FIELD OF THE INVENTION
The present disclosure relates to electrical terminals, and more particularly, to an electrical terminal for a flat flexible cable.
BACKGROUND
Flat flexible cables (FFCs) or flat flexible circuits are electrical components consisting of at least one conductor (e.g., a metallic foil conductor) embedded within a thin, flexible strip of insulation. Flat flexible cables are gaining popularity across many industries due to advantages offered over their traditional “round wire” counter parts. Specifically, in addition to having a lower profile and lighter weight, FFCs enable the implementation of large circuit pathways with significantly greater ease compared to a round wire-based architectures. As a result, FFCs are being considered for many complex and/or high-volume applications, including wiring harnesses, such as those used in automotive manufacturing.

PROVIDED MATERIAL →
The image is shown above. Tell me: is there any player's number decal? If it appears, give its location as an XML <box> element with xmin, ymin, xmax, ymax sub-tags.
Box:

REQUIRED TASK → In the passage on flat flexible cables, what is embedded within the thin, flexible strip of insulation? The material has no connection to the passage on flat flexible cables.

WORKED ANSWER → At least one conductor, such as a metallic foil conductor.